# WHAT YOU WILL DO:
Answer from the text on database design:
1. What does the text say it leaves out?
2. How much time does it recommend spending on database architecture up front?
3. What does it say an overly normalized database has when performing I/U/D operations?

-- Start of SUPPLIED TEXT --

MSBI Geek: Database Design Consideration

So, this is my 2^nd blog which details various database design consideration that one should follow while developing database design. This is just a high-level overview of guidelines that I normally follow. The list is not exhaustive, so there will be a few more considerations here and there depending upon different personnel and environment under which databases are designed. What this blog doesn’t include is any in-depth SQL syntaxes or code walk-through as the sole intention behind blogging this topic is to share information around how different bits and pieces fits together from database development perspective.

Database design is one of the most important aspects of any application development life cycle. Performance issues because of poor design & technical debts are not always visible when the system is small & early production days but as the system grows with time they become more apparent and increasingly difficult to manage. It takes far more effort to improve performance for a live-application when measured against identifying & fixing issues during early phase of development cycle. It is always recommended to spend quality time (at least a couple of iterative cycles) in thinking, discussing & designing database architecture up front rather than leaving it with “Let's see how it will perform attitude”.

OLTP/OLAP Systems & Normalization :

OLTP System, also known as transactional systems contains day to day data processing information. These systems are built on top of Relational Database modelling techniques with optimal use of normalization for faster I/U/D operations. In these systems, maintaining data integrity & consistency with minimum redundancy takes precedence so data is carefully normalized to make this task easier. Having said that, the tables still has to be optimally normalized because an overly normalized database does have its own performance bottlenecks when performing I/U/D operation.

-- End of SUPPLIED TEXT --
-- Start of ROWS --

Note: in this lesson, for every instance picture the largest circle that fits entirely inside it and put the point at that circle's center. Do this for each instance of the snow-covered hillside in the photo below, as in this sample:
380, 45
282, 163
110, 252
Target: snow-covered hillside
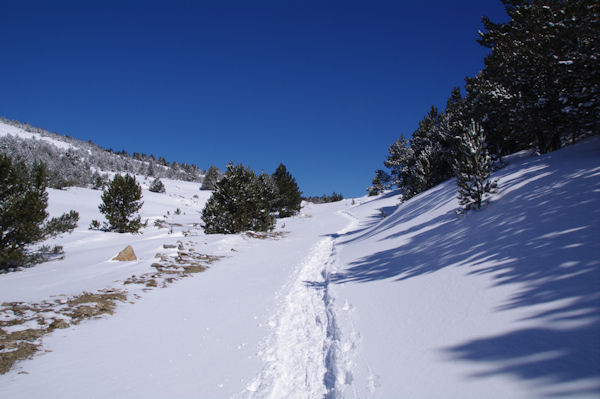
73, 162
359, 298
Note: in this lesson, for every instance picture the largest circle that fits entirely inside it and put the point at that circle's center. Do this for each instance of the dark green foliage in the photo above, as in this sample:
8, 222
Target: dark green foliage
120, 203
157, 186
473, 166
423, 161
240, 202
541, 81
380, 183
211, 178
323, 199
23, 216
290, 197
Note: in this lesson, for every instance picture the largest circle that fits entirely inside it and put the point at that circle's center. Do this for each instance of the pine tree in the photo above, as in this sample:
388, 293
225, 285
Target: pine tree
212, 177
120, 203
400, 159
380, 183
240, 202
542, 76
473, 168
157, 186
23, 216
290, 197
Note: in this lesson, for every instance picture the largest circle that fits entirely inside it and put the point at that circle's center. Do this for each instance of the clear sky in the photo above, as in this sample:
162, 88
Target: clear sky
322, 86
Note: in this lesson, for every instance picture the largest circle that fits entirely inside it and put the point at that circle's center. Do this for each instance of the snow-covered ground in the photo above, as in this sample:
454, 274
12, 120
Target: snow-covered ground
360, 298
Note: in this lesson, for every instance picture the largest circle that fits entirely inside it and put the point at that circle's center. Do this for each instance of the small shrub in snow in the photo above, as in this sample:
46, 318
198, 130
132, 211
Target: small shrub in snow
211, 178
289, 195
23, 216
157, 186
238, 204
120, 203
94, 225
472, 168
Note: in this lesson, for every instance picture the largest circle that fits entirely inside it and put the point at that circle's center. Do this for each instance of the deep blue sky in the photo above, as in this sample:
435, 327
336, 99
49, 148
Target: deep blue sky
322, 86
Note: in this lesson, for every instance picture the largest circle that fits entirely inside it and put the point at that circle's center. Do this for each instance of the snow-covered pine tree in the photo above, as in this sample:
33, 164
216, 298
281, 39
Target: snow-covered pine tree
157, 186
23, 216
542, 72
238, 203
290, 197
473, 168
399, 160
211, 178
120, 203
380, 183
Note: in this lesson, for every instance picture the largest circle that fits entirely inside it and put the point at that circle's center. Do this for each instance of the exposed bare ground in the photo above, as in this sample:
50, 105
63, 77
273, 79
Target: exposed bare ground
23, 325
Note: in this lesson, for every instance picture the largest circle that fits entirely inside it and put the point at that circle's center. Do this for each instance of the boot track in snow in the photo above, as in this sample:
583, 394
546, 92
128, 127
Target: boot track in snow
301, 355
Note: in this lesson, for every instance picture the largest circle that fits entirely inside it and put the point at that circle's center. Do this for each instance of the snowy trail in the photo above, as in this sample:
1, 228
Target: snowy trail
302, 355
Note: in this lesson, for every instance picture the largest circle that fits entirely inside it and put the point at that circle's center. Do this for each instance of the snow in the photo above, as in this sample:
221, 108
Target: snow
10, 130
363, 298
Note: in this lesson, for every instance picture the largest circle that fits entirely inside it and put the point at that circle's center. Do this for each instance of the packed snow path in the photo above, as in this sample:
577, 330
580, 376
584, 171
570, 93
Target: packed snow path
409, 300
200, 337
302, 355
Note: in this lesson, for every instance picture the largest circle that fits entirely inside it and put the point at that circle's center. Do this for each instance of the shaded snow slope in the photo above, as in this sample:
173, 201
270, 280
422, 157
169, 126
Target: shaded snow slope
364, 298
502, 302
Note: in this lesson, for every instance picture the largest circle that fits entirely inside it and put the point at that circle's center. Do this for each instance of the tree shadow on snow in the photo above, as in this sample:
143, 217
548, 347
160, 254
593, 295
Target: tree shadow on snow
544, 233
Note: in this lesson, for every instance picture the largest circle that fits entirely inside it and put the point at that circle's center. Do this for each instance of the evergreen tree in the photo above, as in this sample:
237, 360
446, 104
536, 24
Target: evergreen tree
268, 190
380, 182
400, 160
543, 73
120, 203
239, 203
290, 197
212, 177
472, 168
23, 216
157, 186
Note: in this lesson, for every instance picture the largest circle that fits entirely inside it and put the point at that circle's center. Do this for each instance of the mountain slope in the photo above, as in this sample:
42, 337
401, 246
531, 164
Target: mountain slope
501, 302
73, 162
358, 298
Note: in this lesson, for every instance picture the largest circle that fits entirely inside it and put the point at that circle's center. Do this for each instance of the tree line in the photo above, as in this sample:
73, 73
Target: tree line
539, 89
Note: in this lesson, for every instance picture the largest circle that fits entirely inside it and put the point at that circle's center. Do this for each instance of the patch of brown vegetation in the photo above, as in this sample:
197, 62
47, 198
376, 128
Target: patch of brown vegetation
48, 316
261, 235
126, 255
28, 323
24, 350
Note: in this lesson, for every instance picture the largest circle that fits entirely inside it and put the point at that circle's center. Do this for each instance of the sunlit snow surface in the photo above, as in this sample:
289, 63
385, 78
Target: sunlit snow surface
363, 298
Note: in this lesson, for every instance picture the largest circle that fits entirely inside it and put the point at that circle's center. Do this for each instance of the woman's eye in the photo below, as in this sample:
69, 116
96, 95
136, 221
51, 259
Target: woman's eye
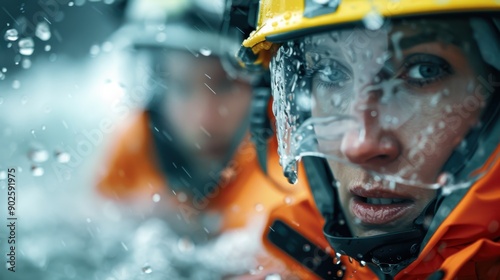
423, 69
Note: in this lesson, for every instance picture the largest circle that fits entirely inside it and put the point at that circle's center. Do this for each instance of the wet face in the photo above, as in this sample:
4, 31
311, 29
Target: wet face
203, 106
414, 96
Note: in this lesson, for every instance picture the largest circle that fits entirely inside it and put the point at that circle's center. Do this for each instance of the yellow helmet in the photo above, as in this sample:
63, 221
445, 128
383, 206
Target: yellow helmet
282, 20
390, 104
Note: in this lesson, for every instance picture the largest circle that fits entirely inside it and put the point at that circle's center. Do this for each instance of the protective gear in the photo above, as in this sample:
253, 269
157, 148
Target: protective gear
347, 72
132, 174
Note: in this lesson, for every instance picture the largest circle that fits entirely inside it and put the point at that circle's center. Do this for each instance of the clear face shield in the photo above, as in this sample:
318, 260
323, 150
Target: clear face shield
392, 104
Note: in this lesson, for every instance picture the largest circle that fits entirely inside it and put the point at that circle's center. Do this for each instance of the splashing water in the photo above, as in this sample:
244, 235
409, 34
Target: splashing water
274, 276
26, 46
147, 269
62, 157
43, 31
38, 155
205, 51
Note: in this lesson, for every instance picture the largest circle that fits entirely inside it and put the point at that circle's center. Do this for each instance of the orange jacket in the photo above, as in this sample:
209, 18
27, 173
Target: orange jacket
466, 245
247, 193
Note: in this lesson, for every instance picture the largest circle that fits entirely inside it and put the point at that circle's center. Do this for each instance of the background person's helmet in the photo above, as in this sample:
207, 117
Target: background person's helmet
285, 33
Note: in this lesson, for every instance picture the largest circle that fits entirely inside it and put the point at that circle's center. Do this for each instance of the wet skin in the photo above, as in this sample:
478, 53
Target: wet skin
429, 59
205, 108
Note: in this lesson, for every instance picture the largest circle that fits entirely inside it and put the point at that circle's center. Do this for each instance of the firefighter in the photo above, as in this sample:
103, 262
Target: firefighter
187, 155
393, 108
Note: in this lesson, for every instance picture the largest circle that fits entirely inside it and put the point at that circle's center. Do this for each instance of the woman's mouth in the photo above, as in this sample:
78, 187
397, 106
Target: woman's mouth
379, 206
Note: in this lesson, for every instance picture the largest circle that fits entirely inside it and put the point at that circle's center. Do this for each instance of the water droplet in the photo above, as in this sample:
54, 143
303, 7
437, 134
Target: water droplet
124, 246
43, 31
11, 35
493, 226
26, 46
205, 51
182, 197
156, 197
373, 20
306, 248
38, 155
16, 84
26, 63
147, 269
185, 245
321, 2
259, 207
223, 111
274, 276
37, 171
62, 157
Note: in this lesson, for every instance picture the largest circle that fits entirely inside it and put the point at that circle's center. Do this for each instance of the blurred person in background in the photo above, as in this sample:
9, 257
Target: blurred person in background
187, 155
395, 105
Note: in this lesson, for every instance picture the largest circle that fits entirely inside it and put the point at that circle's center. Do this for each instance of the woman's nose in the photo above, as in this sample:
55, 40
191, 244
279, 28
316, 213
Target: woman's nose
371, 145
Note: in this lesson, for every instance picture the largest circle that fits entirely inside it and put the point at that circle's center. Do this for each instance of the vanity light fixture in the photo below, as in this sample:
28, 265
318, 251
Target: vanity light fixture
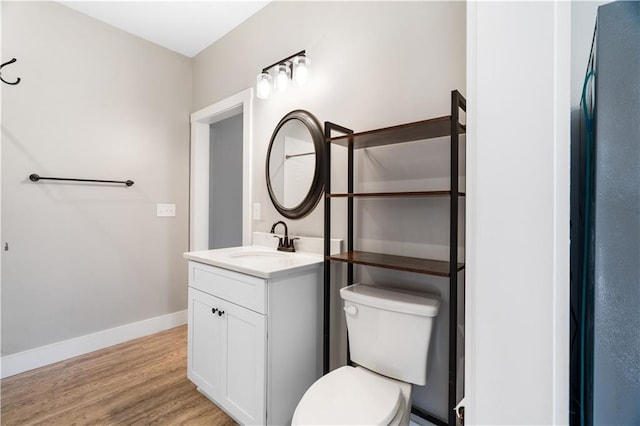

-- End of ROWS --

# ANSWER TO THIS PROBLEM:
1. In-depth SQL syntaxes or code walk-throughs.
2. Quality time of at least a couple of iterative cycles.
3. Its own performance bottlenecks.